§ **STATED PROBLEM**
Rewrite the entries below with "in this shot" changed to "in this scene" everywhere and nothing else altered. Omit the picture placeholders from your version.

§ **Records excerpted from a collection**
⁂

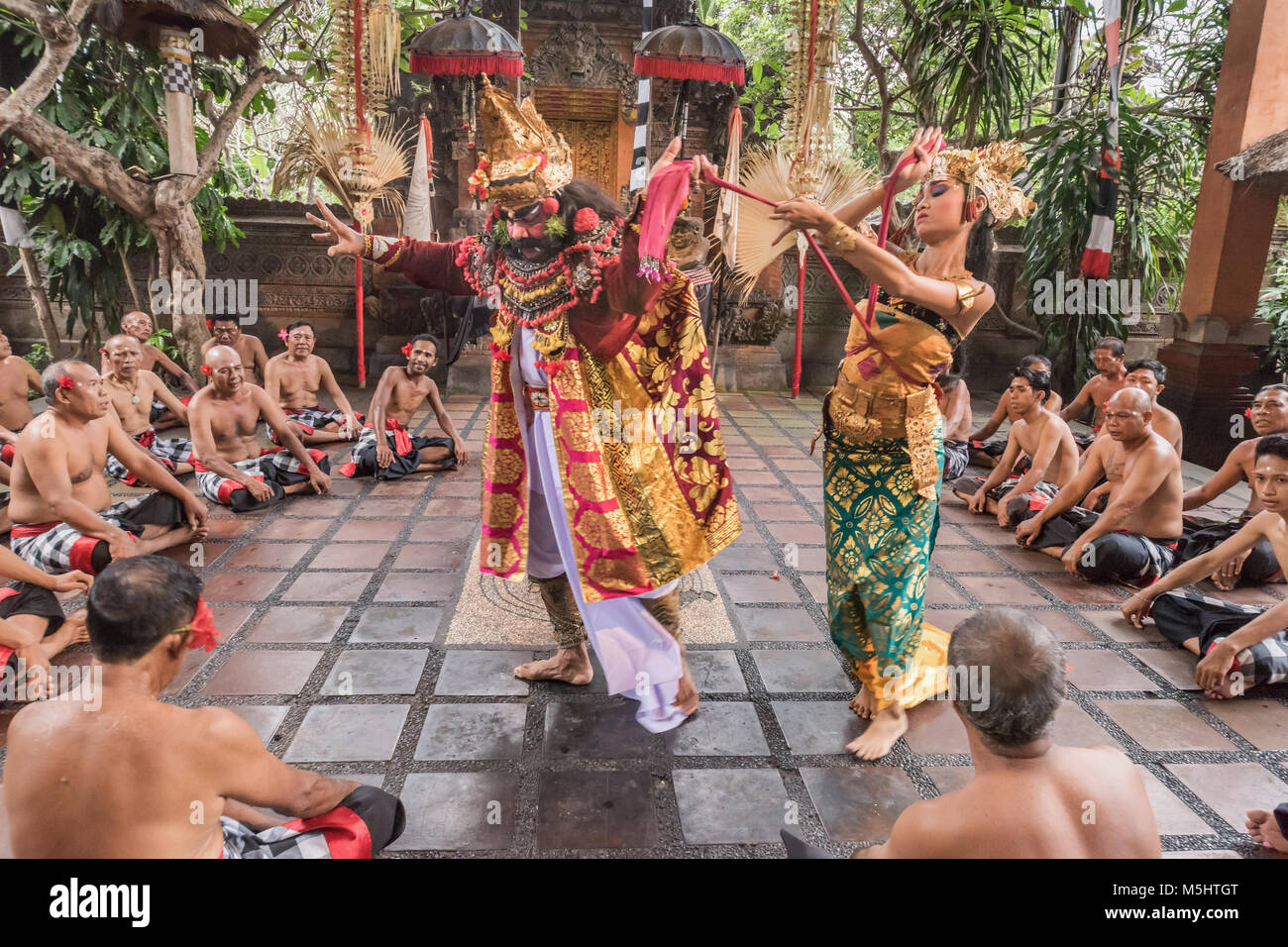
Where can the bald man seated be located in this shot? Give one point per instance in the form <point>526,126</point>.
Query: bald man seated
<point>140,325</point>
<point>295,376</point>
<point>232,470</point>
<point>142,779</point>
<point>1029,797</point>
<point>132,389</point>
<point>63,514</point>
<point>1134,539</point>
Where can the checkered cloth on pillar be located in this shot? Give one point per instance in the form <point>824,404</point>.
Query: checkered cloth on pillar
<point>274,468</point>
<point>168,450</point>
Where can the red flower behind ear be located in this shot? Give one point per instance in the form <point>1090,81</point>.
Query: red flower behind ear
<point>204,634</point>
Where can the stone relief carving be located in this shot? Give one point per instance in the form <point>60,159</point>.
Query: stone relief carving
<point>578,56</point>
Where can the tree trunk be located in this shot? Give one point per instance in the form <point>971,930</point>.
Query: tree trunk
<point>181,265</point>
<point>42,302</point>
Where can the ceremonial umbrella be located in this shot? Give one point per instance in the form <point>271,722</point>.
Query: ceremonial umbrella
<point>691,52</point>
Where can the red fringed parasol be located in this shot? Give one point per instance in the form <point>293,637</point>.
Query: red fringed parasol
<point>463,44</point>
<point>691,51</point>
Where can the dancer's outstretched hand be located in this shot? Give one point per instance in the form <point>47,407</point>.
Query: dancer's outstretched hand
<point>925,145</point>
<point>344,240</point>
<point>803,214</point>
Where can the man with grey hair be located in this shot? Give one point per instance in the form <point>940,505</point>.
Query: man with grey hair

⁂

§ **RESULT BELOW**
Where can the bald man seated be located in this scene? Give one point per instance in the form <point>526,126</point>.
Query: bald man seated
<point>140,325</point>
<point>295,376</point>
<point>232,470</point>
<point>142,779</point>
<point>1029,797</point>
<point>132,389</point>
<point>63,514</point>
<point>1134,539</point>
Where can the checkered cloth on pillar be located in this scene? Give one point per instance in the form <point>824,404</point>.
Query: checkered cloth on pillar
<point>274,468</point>
<point>168,450</point>
Where can the red flower behind ear be located in this scene? Give one point per instance in the form <point>1090,81</point>.
Query: red flower behind ear
<point>204,634</point>
Where can the stone relief carving be located in this scene? Give one point per instance in the form <point>60,159</point>.
Query: stone relief carving
<point>578,56</point>
Where can the tree trunk be located in this scene? Give one point per instance in the form <point>971,930</point>.
Query: tree trunk
<point>181,265</point>
<point>42,302</point>
Where can the ceremonial umbrella be located in this scene? Give one point per instance in the form <point>271,722</point>.
Query: ceremonial umbrella
<point>691,52</point>
Where can the red fringed parasol be located in this scene? Give one point per instance in the form <point>293,637</point>.
Query: red fringed parasol
<point>463,44</point>
<point>691,51</point>
Where can the dancer's outstretched hand be located in this scene? Give one point per instance in the form <point>47,407</point>.
Query: dancer's outstretched hand
<point>925,145</point>
<point>344,240</point>
<point>803,214</point>
Where can the man with grey hair be located in this scene? Give one point per instance in the form <point>940,505</point>.
Query: man with grey hair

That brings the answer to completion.